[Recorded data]
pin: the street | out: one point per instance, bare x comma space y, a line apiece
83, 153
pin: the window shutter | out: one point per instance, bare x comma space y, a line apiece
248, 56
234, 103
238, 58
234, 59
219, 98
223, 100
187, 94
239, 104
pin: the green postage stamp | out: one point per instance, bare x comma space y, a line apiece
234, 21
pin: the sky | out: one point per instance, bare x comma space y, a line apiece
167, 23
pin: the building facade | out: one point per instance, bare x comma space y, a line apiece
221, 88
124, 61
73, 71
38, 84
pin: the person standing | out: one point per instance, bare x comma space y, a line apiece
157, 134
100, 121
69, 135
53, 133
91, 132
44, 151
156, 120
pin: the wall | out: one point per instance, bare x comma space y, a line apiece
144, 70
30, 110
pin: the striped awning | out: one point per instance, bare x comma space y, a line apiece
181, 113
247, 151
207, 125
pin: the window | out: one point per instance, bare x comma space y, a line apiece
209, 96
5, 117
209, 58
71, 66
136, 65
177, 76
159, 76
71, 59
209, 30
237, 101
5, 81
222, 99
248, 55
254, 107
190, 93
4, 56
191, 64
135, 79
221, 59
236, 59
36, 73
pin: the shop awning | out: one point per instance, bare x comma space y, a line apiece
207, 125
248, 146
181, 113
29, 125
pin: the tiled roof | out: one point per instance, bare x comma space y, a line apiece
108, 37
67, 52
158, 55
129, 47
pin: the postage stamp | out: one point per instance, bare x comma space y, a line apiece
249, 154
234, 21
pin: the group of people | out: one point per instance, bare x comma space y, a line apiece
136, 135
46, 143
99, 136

DESCRIPTION OF THE TASK>
Repeat every line of the records above exactly.

CORRECT ANSWER>
pin: the street | out: one point per instance, bare x comma space y, a line apiece
83, 153
pin: the window shutter | out: one point per instance, bare x comma space y, a line apiece
248, 56
234, 103
238, 58
234, 59
219, 98
223, 100
187, 94
239, 104
pin: the green postage stamp | out: one point per instance, bare x comma space y, a line apiece
234, 21
pin: the sky | out: one point per instance, bare x comma space y, a line apiece
167, 23
pin: the building facade | out: one point per instance, bare x comma space y, a line apiece
221, 88
124, 61
73, 71
38, 84
pin: the person standing | out: one point per instance, bare x comma space y, a line apiece
157, 134
100, 121
69, 135
53, 133
91, 132
44, 151
156, 120
pin: the wall | out: one point per instance, bare x comma space y, a line apiece
144, 70
30, 110
pin: the striped awning | out: one point per instance, bare x comma space y, a line apiece
181, 113
247, 151
207, 125
pin: the window | out: one point per instance, bare x comma space y, a line apiece
209, 96
5, 117
209, 58
71, 66
136, 65
177, 76
159, 76
71, 59
209, 30
237, 101
5, 81
222, 99
248, 55
254, 107
190, 93
4, 56
191, 64
135, 79
221, 59
236, 59
36, 73
pin: the shop awning | out: one point per instance, bare x comma space y, a line apiece
207, 125
248, 146
181, 113
29, 125
pin: the tiled roof | out: one point per instance, bare x comma space y, a line apiece
108, 37
67, 52
158, 55
129, 47
pin: the postage stamp | out: one point per instance, bare x comma space y, a line apiece
249, 154
234, 21
pin: the group of people | out: one point per instance, bare x comma space y, a line apiece
136, 135
46, 143
99, 136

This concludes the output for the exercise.